## TEXT EXCERPT

North West health on its knees due to strike
Strikers have been intercepting delivery trucks and simple things like gloves, suture kits, syringes and needles are now out of stock.
File photo. For illustrative purposes.
The National Education, Health and Allied Workers’ Union, Democratic Nursing Organisation of South Africa, Health & Other Services Personnel Trade Union of South Africa and the Young Communist League of South Africa yesterday promised to combine their strengths and bring the entire North West health department to a grinding halt.
“Over a period of time we have marched and held meetings with the management and political leaders of these two departments wherein we raised alarms around the gigantic appetite displayed by these departments for corruption, in particular the department of health,” said Patrick Makhafane, Motlalepule Ramafoko, Lindiwe Matsipe and Tsietsi Letsebe in a combined statement.
The unions are taking the North West government to task over perceived corruption in the department and, to a large degree, have shut down medical services to communities by going on a go-slow at pharmaceutical depots.
And while talks between unions and government have been happening, not much has been happening elsewhere.
“The last meeting was last week Friday; there was no agreement or a settlement so both parties after a proposal by the department agreed on external mediation,” said North West health spokesperson Tebogo Lekgethwane.
“It was supposed to resume yesterday; however, we understand there is a team of three MEC’s appointed by the premier to try to come up with a political solution to the strike and to engage Nehawu,” Lekgethwane said on Friday.
It did not mean the external mediation was necessarily cancelled, he noted.
Lekgethwane said the department was trying to make deliveries, but strikers were intercepting the trucks.
Using police to protect deliveries was one of the plans, Lekgethwane said, adding there were “a number of plans” around what could be done to protect deliveries and in some cases the nurses, who were being threatened.
However, while politicians and labour unions flapped their gums at each other, strategised, planned and missed meetings, set meetings a week apart and pointed fingers, communities remained at risk.
The Citizen has seen a list of zero stock medicines at one provincial depot that supplies up to eight other facilities/clinics.
It lists a total of 258 critical medicines and medical supplies critical to the health of patients and medical staff.

Dataset entries

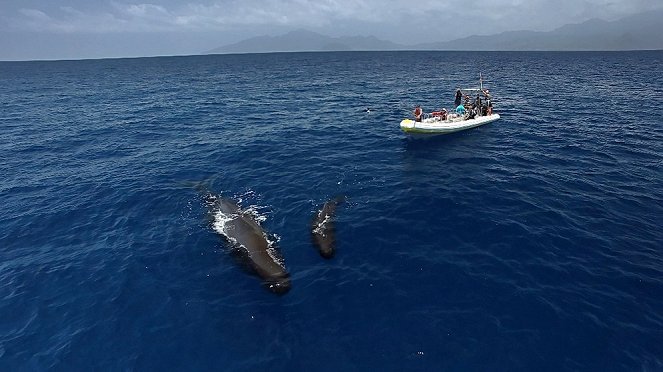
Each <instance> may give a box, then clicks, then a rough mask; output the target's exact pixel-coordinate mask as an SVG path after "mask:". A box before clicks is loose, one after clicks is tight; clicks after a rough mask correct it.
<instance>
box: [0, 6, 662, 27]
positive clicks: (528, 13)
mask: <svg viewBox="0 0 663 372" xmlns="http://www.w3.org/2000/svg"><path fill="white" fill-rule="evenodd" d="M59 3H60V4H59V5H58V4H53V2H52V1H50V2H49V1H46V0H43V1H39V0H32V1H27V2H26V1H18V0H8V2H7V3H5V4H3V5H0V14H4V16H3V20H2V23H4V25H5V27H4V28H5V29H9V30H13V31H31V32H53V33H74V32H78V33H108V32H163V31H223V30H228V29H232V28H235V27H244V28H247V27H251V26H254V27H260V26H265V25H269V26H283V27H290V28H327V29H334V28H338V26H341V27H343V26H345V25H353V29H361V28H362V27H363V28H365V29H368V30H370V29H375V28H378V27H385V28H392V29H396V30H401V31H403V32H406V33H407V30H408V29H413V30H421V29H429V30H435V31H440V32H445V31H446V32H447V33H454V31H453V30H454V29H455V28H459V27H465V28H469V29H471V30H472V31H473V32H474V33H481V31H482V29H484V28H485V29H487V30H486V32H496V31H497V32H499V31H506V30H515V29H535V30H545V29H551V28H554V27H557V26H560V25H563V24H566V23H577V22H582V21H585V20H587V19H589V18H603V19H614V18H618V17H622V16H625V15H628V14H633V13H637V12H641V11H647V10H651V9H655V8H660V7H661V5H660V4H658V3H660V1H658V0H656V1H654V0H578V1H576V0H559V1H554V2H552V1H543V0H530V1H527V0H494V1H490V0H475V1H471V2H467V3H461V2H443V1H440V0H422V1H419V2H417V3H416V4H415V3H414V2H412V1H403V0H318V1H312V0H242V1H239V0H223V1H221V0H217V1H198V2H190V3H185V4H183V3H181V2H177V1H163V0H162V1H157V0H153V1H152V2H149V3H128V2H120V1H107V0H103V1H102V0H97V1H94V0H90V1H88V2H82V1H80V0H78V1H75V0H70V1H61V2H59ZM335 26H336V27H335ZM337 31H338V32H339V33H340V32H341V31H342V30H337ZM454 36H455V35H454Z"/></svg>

--

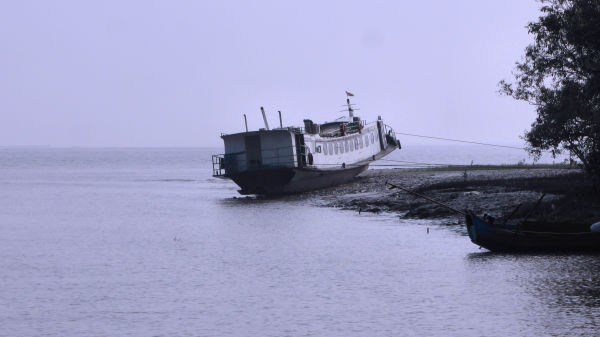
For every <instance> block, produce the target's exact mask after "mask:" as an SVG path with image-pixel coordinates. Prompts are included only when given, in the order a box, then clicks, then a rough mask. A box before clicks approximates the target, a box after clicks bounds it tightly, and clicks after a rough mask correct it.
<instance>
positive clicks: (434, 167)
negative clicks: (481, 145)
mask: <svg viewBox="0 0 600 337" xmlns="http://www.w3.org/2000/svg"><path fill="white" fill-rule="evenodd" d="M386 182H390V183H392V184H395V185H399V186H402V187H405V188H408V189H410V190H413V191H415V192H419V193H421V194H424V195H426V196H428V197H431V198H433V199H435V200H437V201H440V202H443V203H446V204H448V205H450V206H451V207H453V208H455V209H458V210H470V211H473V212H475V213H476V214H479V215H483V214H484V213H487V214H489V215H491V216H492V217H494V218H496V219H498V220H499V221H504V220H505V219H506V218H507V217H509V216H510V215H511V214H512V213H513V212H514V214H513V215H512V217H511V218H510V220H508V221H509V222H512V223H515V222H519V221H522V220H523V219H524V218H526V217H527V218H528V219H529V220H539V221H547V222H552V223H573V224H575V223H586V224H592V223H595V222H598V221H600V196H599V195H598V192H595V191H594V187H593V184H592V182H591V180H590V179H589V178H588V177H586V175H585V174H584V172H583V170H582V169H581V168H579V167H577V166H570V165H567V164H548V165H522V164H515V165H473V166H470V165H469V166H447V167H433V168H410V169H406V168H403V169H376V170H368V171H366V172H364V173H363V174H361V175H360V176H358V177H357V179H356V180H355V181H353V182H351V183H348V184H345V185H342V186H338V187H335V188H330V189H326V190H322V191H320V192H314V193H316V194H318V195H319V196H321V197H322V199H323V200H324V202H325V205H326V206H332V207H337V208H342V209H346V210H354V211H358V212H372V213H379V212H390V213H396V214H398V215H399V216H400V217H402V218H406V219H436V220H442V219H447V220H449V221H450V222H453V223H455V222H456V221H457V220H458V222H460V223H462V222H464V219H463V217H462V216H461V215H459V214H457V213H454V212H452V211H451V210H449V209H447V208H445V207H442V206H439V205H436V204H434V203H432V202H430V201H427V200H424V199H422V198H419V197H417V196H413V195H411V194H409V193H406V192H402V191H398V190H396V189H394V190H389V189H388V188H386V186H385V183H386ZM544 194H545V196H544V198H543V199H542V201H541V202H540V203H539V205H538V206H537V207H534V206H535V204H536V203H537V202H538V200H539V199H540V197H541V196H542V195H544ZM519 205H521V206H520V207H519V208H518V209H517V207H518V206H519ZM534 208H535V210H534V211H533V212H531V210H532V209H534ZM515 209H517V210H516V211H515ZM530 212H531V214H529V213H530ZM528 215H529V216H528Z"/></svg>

==

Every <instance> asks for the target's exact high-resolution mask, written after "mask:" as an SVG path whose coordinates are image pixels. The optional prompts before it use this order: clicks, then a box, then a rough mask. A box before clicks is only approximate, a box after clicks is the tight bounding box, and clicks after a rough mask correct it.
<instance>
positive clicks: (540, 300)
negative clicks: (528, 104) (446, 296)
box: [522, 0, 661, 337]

## REQUIRED ACTION A
According to the article on the North West health strike, how many critical medicines and medical supplies appear on the zero-stock list from one provincial depot?
## REQUIRED ACTION B
Extend the article on the North West health strike, picking up after its final sentence.

## YOUR RESPONSE A
258

## YOUR RESPONSE B
Simple things like gloves, suture kits, syringes and needles, sterile water, nebuliser masks, sterilisation bags, umbilical cord clamps, and sterilising solution are all out of stock.
Critical basic medicines such as various penicillins; HIV tests and antiretrovirals; human papillomavirus, polio, rotavirus and tetanus vaccines; insulin; basic painkillers; and Ringers Lactate drip bags – also all zero stock.
Yesterday the Stop Stock Outs project (SSP) said the national department of health should work with provincial authorities to get medical supplies to clinics and hospitals, while unions and strikers have to allow access to the medicines within the depot for their distribution.
“SSP can confirm that antiretrovirals used to treat HIV in adults and children are not available,” said SSP project manager Glenda Muzenda.
“Immunisation of children below nine months of age has been cancelled in some clinics, due to insufficient supply. Patient reports of stock outs have led to SSP being able to confirm that at least five clinics have closed their gates.”
The union representatives said the NW health department was already in trouble before the current “labour impasse”.
“It was already confronted by challenges of lack of medication in health institutions, lack of linen and bedding in health institutions, lack of and sometimes no proper meals for admitted patients in public health institutions, lack of medical equipment, overstretched and overworked staff as a result of staff shortages, and premature deaths of patients, young and old alike, due to the incompetency of the Buthelezi Emergency Services,” they stated.